+++ Data for processing

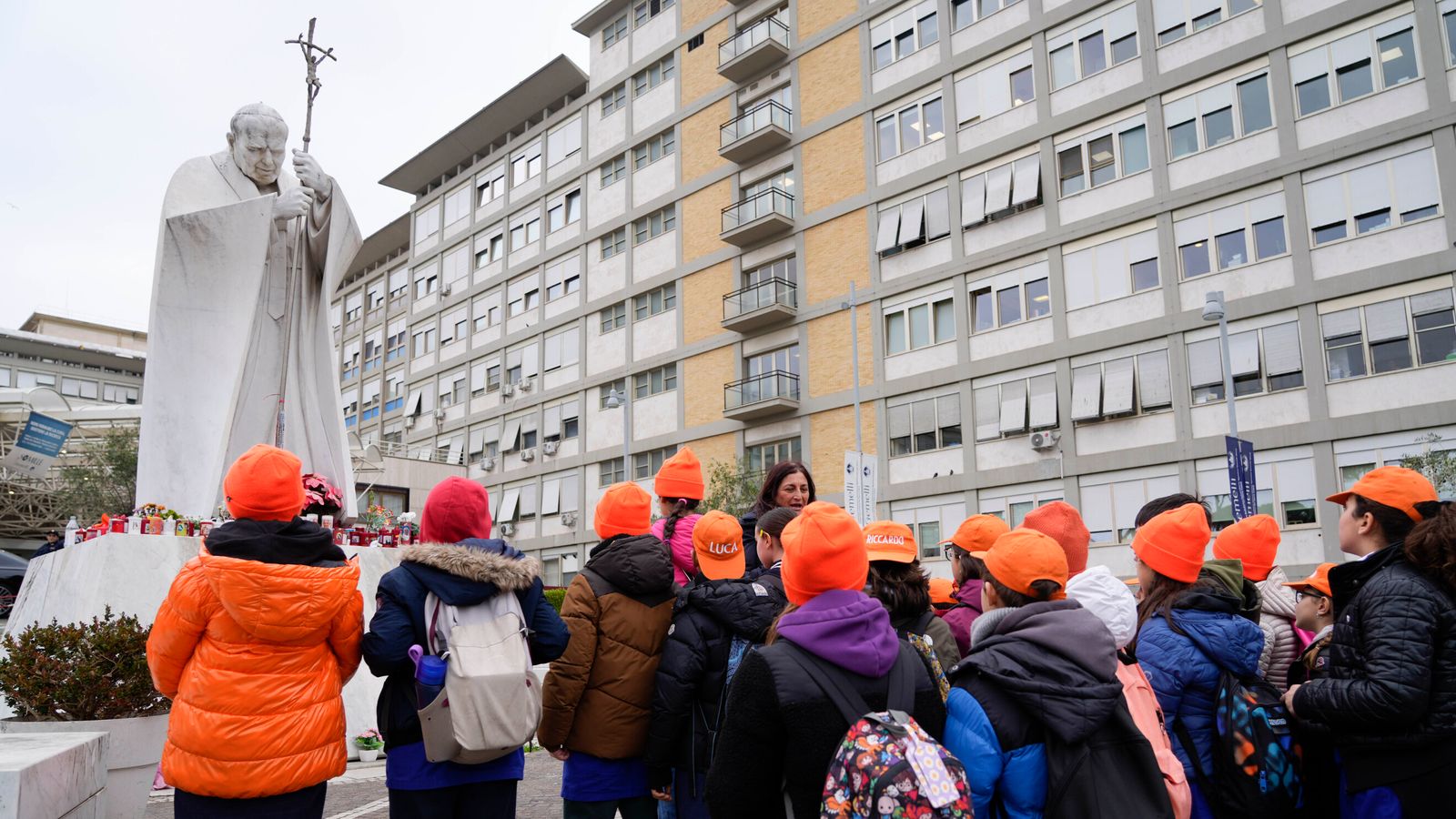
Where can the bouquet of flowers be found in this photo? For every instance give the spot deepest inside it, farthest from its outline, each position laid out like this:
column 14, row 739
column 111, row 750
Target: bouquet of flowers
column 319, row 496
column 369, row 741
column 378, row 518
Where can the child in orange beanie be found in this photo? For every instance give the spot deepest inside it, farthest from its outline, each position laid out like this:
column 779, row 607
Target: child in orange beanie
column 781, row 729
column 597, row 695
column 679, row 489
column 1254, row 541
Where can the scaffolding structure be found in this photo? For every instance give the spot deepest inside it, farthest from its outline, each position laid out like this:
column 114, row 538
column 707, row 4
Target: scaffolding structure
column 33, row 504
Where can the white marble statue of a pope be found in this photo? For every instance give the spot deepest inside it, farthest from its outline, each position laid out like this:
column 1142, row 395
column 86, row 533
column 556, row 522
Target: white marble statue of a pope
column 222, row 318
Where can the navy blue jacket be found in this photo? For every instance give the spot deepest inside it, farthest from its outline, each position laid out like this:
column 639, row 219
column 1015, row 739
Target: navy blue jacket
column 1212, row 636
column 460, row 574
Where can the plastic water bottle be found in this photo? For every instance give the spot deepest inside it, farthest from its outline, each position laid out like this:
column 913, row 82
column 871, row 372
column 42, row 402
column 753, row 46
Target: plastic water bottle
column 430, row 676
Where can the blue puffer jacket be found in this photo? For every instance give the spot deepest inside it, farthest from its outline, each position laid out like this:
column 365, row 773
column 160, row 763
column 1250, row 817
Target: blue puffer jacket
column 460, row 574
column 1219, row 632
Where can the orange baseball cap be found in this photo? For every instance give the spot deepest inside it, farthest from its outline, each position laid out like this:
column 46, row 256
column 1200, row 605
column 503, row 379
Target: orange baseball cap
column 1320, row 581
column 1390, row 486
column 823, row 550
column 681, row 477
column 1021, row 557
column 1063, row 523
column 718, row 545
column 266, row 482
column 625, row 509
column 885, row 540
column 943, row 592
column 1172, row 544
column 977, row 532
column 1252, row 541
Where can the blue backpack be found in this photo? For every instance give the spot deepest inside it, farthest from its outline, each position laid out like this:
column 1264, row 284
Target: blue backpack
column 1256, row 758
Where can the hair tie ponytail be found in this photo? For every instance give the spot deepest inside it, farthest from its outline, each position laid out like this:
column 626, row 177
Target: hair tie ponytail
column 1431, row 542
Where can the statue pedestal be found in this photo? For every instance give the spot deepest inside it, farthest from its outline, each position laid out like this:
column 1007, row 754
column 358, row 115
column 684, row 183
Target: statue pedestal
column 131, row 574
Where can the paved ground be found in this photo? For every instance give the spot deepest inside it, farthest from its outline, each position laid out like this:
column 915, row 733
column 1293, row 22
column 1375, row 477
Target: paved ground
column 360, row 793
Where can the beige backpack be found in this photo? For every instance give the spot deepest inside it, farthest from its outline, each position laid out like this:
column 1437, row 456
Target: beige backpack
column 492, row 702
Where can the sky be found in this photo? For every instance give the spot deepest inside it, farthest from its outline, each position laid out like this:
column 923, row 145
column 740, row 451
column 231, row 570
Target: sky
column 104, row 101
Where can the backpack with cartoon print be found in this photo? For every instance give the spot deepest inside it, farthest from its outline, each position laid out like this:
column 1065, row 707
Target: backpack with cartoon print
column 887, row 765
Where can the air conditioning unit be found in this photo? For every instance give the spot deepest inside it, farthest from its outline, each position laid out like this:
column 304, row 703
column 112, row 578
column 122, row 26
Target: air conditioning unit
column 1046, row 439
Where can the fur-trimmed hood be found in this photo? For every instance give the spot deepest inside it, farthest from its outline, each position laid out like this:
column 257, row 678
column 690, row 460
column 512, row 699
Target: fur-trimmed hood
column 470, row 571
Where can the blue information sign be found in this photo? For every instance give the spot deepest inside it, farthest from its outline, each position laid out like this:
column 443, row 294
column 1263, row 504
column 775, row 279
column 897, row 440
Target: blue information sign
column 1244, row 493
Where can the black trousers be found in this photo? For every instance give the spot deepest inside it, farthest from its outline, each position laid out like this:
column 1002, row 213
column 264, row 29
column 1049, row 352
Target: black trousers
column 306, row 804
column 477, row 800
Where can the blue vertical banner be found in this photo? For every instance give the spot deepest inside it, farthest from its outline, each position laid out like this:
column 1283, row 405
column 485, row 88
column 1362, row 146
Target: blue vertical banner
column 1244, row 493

++++++

**Requirements:**
Retype the rows word for word, from their start through the line holding "column 1219, row 632", inclusive, and leave the pictures out.

**Correct output:**
Where can the bouquet of flowers be found in this photo? For every instance give the spot deepest inside it, farthest from its outline, each position laid out like this:
column 14, row 739
column 111, row 750
Target: bouquet of flowers
column 319, row 496
column 369, row 741
column 378, row 518
Where can the child in orange beanie be found in this photo? For every instance give the spot deepest inside it, farthest from its outline, each position laid out like this:
column 779, row 607
Target: child in orange beanie
column 781, row 729
column 597, row 695
column 679, row 489
column 1254, row 541
Where can the scaffolding structure be found in this photo? For every instance give the spot deepest inside it, farthest from its outline, each position laid out like this:
column 114, row 538
column 707, row 4
Target: scaffolding structure
column 33, row 504
Where can the white marble statue of a pope be found in this photo? For every instance give the spot deepest inside it, farthest from its outline, each position laid out like this:
column 1142, row 395
column 86, row 533
column 556, row 522
Target: white marble statue of a pope
column 222, row 318
Where can the navy blue jacket be found in this photo? For every instance give the spot deepest inside it, farthest from its outline, each position laid out like this:
column 639, row 219
column 1015, row 739
Target: navy blue jacket
column 1212, row 636
column 460, row 574
Where can the plastic water bottle be found in this photo? For every instance give the spot deepest inside it, farthest from its outline, each position laid out like this:
column 913, row 82
column 871, row 372
column 42, row 402
column 753, row 46
Target: plastic water bottle
column 430, row 676
Where can the blue puffer jacket be found in this photo? For every instance give the spot deepest inside it, farthest from its outline, each position laid out like this:
column 365, row 773
column 160, row 763
column 1250, row 817
Target: blue puffer jacket
column 460, row 574
column 1219, row 632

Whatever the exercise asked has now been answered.